Andrew Serwer (born September 16, 1959) is an American journalist and editor-at-large of Barron's, who oversaw Yahoo Finance from 2015 to 2022 as editor-in-chief, and prior to that was the top editor at Fortune. Serwer is based in Manhattan.

==Biography==
Serwer grew up in the Washington, D.C. area and is a 1981 graduate of Bowdoin College. He joined Fortune in 1984 as a reporter and was later promoted to associate editor.

From 1995 to 1998, Serwer was a senior writer at Fortune. In 1997, he gained attention for writing an online column, then a novelty, called "Street Life" about the personalities and stories on Wall Street. "Achaea had Homer, the Spanish Civil War had Hemingway, California had the Beach Boys, and now our hyperactive stock market has its own poet-singer—Andy Serwer," James Collins wrote in the May 22, 2000, issue of The New Yorker. The column later evolved into "Captain's Blog."

He has written a number of Fortune cover stories, including profiles of Microsoft cofounder Bill Gates, Oracle cofounder Larry Ellison, and Cisco CEO John Chambers. In 2000, NewsBios named Serwer Business Journalist of the Year, calling him "perhaps the nation's top multimedia talent, successfully juggling the roles of serious journalist, astute commentator and occasional court jester."

Serwer was a regular contributor on CNN's "American Morning" and served as a co-host of CNN's "In The Money." He has also appeared on ABC's Good Morning America, NBC's The Today Show and CBS This Morning and has written for Time, Sports Illustrated, Politico, and SLAM Magazine.

Serwer was named managing editor of Fortune in November 2006, replacing Eric Pooley. In August 2014, Serwer left the company when executives appointed Alan Murray as the new top editor.

In 2015, Serwer became the editor-in-chief of Yahoo Finance, departing in December 2022. Serwer joined Barron's at the end of January 2023 as editor at large.

Serwer received the 45th Elliott V. Bell Award from the New York Financial Writers' Association in 2021.

Serwer is a member of the board of trustees of Bowdoin College.

◆ **Given task 1**
Copy the rows word for word, starting with the first row and going on through the line with "pixel 1153 670", with both of those lines included.

◆ **Exercise inputs**
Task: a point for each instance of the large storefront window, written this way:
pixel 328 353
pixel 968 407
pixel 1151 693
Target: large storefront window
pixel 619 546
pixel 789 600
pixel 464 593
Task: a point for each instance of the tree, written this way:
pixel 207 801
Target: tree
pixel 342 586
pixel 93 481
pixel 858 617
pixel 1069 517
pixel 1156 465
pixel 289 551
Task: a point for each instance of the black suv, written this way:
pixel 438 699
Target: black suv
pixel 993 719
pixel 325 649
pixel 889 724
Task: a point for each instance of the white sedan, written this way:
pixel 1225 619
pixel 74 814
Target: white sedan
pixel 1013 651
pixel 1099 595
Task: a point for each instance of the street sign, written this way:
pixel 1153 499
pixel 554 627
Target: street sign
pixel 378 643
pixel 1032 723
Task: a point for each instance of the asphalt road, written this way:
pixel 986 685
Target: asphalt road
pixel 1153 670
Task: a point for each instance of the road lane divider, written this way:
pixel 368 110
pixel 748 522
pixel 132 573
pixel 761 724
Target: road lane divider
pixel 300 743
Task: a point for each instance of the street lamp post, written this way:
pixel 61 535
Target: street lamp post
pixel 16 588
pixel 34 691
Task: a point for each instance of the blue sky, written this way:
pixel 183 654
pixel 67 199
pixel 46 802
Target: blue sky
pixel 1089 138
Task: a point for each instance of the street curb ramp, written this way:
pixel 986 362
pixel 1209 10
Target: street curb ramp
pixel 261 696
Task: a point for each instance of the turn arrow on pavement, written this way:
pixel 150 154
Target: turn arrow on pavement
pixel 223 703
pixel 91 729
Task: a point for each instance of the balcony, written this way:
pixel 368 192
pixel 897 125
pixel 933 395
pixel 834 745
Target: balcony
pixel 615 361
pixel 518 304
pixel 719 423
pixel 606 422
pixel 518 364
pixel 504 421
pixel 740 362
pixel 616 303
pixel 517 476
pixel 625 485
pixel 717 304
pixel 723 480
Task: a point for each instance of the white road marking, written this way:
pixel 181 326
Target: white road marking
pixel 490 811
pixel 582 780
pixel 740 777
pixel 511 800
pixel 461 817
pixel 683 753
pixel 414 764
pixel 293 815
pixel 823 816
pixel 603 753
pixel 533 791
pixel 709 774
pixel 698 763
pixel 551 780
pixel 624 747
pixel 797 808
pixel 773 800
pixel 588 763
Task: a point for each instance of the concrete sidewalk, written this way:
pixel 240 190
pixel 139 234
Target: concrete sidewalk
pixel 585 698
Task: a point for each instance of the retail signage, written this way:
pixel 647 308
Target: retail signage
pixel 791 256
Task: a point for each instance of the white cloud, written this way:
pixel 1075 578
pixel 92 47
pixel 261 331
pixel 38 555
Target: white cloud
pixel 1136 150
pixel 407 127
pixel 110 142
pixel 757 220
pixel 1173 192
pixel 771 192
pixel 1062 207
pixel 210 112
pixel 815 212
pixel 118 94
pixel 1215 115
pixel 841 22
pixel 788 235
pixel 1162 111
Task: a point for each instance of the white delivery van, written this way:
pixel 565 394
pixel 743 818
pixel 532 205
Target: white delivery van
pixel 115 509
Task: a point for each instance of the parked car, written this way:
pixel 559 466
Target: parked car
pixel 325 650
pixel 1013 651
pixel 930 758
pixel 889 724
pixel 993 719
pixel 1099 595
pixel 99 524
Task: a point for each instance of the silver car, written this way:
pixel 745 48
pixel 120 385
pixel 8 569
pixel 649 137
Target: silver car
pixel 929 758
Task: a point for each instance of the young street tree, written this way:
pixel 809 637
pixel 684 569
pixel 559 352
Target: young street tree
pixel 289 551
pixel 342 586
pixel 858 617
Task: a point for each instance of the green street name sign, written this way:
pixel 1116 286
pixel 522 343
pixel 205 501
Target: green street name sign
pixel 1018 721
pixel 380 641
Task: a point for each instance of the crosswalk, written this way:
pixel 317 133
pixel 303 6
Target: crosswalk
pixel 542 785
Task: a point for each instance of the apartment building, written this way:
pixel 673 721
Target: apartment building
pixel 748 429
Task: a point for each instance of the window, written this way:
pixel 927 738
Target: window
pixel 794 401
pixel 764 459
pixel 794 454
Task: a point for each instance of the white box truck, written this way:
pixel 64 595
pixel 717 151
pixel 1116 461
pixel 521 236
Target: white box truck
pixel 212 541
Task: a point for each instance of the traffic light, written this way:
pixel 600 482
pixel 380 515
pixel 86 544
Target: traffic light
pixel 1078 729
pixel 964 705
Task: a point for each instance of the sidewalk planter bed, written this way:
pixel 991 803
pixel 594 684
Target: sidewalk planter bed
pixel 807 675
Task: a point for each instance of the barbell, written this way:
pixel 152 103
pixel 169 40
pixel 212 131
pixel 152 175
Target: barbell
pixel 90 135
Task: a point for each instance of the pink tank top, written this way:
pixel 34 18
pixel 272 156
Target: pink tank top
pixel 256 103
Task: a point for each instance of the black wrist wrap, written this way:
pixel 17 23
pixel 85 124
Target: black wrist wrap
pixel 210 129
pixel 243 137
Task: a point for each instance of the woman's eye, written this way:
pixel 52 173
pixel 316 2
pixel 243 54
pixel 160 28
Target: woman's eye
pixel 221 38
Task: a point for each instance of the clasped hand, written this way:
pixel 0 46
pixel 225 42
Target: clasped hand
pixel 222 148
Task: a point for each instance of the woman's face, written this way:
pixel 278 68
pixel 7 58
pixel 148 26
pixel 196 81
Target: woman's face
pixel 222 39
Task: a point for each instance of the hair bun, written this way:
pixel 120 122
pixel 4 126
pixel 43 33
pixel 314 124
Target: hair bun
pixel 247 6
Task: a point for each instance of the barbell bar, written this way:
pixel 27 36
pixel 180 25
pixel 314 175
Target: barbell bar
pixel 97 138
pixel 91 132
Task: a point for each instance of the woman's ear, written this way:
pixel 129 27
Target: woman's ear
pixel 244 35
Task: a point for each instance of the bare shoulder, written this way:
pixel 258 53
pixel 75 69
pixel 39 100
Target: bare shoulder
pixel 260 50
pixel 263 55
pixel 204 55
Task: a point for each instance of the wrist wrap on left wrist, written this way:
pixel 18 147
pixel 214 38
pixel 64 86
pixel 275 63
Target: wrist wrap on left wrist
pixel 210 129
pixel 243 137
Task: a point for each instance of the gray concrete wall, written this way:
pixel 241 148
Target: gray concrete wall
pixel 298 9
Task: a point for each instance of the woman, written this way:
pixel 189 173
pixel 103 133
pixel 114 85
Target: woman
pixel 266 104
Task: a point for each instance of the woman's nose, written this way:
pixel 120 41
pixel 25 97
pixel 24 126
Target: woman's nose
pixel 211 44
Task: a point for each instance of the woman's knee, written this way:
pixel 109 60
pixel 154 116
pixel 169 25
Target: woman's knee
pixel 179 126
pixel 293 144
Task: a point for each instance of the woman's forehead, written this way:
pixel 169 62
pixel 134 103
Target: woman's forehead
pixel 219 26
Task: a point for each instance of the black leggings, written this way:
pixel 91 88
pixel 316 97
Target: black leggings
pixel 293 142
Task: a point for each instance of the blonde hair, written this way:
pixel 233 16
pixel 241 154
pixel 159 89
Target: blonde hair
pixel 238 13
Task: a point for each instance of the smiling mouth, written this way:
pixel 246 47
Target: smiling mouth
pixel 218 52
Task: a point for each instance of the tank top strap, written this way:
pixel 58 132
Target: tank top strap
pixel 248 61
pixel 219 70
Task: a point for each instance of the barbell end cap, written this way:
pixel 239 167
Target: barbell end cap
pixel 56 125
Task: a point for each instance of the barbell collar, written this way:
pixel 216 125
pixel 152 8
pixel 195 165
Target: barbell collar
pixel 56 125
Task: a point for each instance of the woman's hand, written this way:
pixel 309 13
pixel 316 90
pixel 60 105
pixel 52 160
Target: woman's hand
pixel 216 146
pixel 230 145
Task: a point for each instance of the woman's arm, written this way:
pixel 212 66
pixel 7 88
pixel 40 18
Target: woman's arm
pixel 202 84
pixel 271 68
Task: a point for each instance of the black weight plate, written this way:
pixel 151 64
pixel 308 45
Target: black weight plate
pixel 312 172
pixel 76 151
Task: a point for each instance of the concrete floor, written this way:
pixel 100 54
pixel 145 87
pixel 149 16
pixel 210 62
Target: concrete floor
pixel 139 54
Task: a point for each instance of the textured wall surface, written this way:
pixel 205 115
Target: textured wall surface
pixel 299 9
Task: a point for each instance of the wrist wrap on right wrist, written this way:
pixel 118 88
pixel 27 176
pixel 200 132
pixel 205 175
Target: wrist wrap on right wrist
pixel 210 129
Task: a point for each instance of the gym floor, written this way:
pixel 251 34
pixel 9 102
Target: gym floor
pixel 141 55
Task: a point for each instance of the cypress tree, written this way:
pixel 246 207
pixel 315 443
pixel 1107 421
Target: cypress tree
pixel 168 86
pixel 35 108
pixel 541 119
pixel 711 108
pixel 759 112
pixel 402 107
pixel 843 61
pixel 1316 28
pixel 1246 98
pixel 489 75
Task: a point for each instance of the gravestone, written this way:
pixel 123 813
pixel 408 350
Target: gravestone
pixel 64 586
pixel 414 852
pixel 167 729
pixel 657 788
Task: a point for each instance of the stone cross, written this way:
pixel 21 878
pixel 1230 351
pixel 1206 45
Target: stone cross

◆ **Given task 2**
According to the Andrew Serwer biography, why did Serwer gain attention in 1997? Answer in one to three sentences.

◆ **Expected output 1**
Task: a point for each instance of the large storefront window, written this way:
pixel 328 353
pixel 968 407
pixel 1151 693
Target: large storefront window
pixel 619 546
pixel 789 600
pixel 464 593
Task: a point for each instance of the tree, written this way:
pixel 207 801
Target: tree
pixel 342 586
pixel 93 481
pixel 858 617
pixel 1069 517
pixel 1156 465
pixel 289 551
Task: a point for each instance of the black suv, written this way:
pixel 438 699
Target: black suv
pixel 993 719
pixel 325 649
pixel 889 724
Task: a point for each instance of the white sedan, written this way:
pixel 1225 619
pixel 74 814
Target: white sedan
pixel 1013 651
pixel 1099 595
Task: a point for each instance of the street sign, written this way:
pixel 1153 499
pixel 554 627
Target: street sign
pixel 378 643
pixel 1032 723
Task: a point for each instance of the asphalt road, written this way:
pixel 986 685
Target: asphalt road
pixel 1153 670

◆ **Expected output 2**
He gained attention for writing "Street Life," an online column about the personalities and stories on Wall Street. Online columns were then a novelty.